• **WRITTEN REQUEST**
Make an exact copy of the listing below.

• **INPUT**
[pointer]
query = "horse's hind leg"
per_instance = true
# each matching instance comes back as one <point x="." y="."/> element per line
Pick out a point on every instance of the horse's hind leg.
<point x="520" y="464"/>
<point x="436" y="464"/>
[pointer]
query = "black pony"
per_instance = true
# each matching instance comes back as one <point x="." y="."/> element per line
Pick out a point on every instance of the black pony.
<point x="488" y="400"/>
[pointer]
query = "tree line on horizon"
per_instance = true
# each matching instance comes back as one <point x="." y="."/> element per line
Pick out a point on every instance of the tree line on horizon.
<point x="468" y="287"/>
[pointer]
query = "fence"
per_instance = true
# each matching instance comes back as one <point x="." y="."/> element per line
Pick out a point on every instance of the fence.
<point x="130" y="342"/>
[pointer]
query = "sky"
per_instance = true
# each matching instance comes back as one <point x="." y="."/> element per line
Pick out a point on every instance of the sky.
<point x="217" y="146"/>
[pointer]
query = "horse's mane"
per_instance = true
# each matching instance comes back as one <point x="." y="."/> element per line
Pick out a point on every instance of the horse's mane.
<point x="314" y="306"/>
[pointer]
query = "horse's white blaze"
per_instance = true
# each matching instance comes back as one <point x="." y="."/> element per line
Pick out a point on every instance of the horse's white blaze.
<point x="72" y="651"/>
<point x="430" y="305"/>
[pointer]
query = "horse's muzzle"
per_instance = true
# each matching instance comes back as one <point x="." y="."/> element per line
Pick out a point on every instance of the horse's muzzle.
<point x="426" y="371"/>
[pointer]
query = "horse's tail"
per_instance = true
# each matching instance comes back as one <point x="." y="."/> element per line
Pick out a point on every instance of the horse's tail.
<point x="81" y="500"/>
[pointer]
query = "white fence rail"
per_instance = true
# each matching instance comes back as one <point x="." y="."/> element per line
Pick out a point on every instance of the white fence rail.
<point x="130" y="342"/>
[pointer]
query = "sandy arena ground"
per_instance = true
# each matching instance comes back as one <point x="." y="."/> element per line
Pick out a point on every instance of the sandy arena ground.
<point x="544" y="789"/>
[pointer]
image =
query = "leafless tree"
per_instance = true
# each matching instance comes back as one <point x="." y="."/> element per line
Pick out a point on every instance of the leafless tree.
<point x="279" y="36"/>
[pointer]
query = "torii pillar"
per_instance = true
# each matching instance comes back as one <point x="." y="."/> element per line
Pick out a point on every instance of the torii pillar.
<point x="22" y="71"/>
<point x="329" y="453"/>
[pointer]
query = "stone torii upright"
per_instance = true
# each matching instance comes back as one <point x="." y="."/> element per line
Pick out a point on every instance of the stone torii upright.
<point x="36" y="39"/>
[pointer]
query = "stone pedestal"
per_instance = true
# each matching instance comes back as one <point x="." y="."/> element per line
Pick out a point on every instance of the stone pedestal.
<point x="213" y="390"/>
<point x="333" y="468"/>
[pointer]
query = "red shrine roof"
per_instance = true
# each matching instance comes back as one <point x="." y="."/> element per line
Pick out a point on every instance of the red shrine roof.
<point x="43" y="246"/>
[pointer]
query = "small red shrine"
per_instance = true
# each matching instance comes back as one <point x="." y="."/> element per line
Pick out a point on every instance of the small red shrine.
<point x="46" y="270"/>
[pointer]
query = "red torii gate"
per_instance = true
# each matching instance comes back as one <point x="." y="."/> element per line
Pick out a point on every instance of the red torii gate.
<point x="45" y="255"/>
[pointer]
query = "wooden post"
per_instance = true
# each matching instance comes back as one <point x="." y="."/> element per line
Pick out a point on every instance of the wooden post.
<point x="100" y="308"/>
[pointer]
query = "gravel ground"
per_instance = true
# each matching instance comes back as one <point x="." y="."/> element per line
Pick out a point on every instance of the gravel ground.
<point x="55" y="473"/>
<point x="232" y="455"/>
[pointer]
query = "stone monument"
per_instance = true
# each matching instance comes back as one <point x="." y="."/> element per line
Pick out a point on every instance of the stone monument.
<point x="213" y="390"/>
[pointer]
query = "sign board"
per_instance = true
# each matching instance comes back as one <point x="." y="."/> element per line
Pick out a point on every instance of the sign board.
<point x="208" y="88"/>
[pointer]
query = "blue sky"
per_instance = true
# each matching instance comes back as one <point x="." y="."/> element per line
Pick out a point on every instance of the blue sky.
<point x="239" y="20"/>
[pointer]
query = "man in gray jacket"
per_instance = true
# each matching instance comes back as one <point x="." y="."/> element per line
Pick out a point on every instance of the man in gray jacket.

• **RESPONSE**
[pointer]
query = "horse's hind leg"
per_instance = true
# each matching instance comes back as one <point x="." y="."/> element per line
Pick out a point on every instance of the horse's hind leg.
<point x="520" y="464"/>
<point x="436" y="464"/>
[pointer]
query = "black pony"
per_instance = true
# each matching instance comes back as one <point x="." y="."/> element per line
Pick out a point on every instance of the black pony.
<point x="488" y="400"/>
[pointer]
query = "tree line on horizon"
per_instance = true
# each matching instance comes back as one <point x="." y="."/> element per line
Pick out a point on every instance of the tree line on horizon.
<point x="468" y="287"/>
[pointer]
query = "fence"
per_instance = true
# each matching instance comes back as one <point x="." y="."/> element per line
Pick out a point on every instance of the fence.
<point x="130" y="342"/>
[pointer]
query = "sky"
per_instance = true
# each matching instance comes back as one <point x="." y="."/> element per line
Pick out a point on every instance of the sky.
<point x="217" y="146"/>
[pointer]
query = "horse's mane"
per_instance = true
# each matching instance comes back as one <point x="." y="."/> element per line
Pick out a point on every instance of the horse's mane.
<point x="314" y="306"/>
[pointer]
query = "horse's white blaze"
per_instance = true
# each matching instance comes back as one <point x="." y="."/> element per line
Pick out a point on every instance of the horse's white blaze.
<point x="72" y="651"/>
<point x="430" y="305"/>
[pointer]
query = "horse's muzzle"
per_instance = true
# each matching instance comes back as one <point x="." y="."/> element per line
Pick out a point on every instance of the horse's muzzle.
<point x="426" y="371"/>
[pointer]
query = "horse's tail"
per_instance = true
# each matching instance comes back as one <point x="." y="."/> element per line
Pick out a point on every instance of the horse's tail.
<point x="81" y="500"/>
[pointer]
query = "white fence rail"
per_instance = true
# each matching instance comes back as one <point x="." y="."/> element per line
Pick out a point on every instance of the white fence rail.
<point x="130" y="342"/>
[pointer]
query = "sandy arena ground"
per_instance = true
# each matching instance comes back as one <point x="." y="."/> element per line
Pick out a point on every instance of the sandy arena ground.
<point x="544" y="789"/>
[pointer]
image =
query = "leafless tree"
per_instance = true
# each matching instance comes back as one <point x="." y="."/> element per line
Pick out a point on every instance of the leafless tree.
<point x="279" y="36"/>
[pointer]
query = "torii pillar"
per_instance = true
# each matching instance comes back as one <point x="." y="."/> element per line
Pick out a point on every instance of the torii pillar.
<point x="22" y="71"/>
<point x="329" y="453"/>
[pointer]
query = "stone torii upright"
per_instance = true
# each matching instance comes back as one <point x="." y="."/> element per line
Pick out a point on every instance of the stone torii upright.
<point x="36" y="39"/>
[pointer]
query = "stone pedestal"
per_instance = true
# each matching instance comes back as one <point x="." y="."/> element per line
Pick out a point on every instance of the stone pedestal.
<point x="213" y="390"/>
<point x="333" y="468"/>
[pointer]
query = "red shrine roof"
per_instance = true
# each matching instance comes back as one <point x="." y="."/> element per line
Pick out a point on every instance of the red shrine roof.
<point x="43" y="246"/>
[pointer]
query = "small red shrine"
per_instance = true
# each matching instance comes back as one <point x="." y="."/> element per line
Pick out a point on every instance of the small red shrine.
<point x="46" y="270"/>
[pointer]
query = "red torii gate"
per_instance = true
# each matching instance comes back as one <point x="." y="."/> element per line
Pick out a point on every instance of the red torii gate.
<point x="45" y="255"/>
[pointer]
query = "wooden post"
per_instance = true
# each matching instance comes back as one <point x="." y="."/> element per line
Pick out a point on every instance of the wooden post.
<point x="100" y="308"/>
[pointer]
query = "gravel ground"
per_instance = true
# each matching instance comes back as one <point x="." y="."/> element per line
Pick out a point on every instance of the gravel ground.
<point x="55" y="473"/>
<point x="232" y="455"/>
[pointer]
query = "stone monument"
per_instance = true
# each matching instance comes back as one <point x="." y="."/> element per line
Pick out a point on every instance of the stone monument.
<point x="213" y="390"/>
[pointer]
query = "sign board"
per_instance = true
# each matching instance comes back as one <point x="." y="."/> element per line
Pick out a point on every instance of the sign board.
<point x="208" y="88"/>
[pointer]
query = "blue sky"
per_instance = true
# each matching instance comes back as one <point x="." y="."/> element per line
Pick out a point on every instance of the blue sky.
<point x="239" y="20"/>
[pointer]
query = "man in gray jacket"
per_instance = true
# each matching instance comes back as one <point x="." y="."/> element per line
Pick out a point on every instance of the man in gray jacket.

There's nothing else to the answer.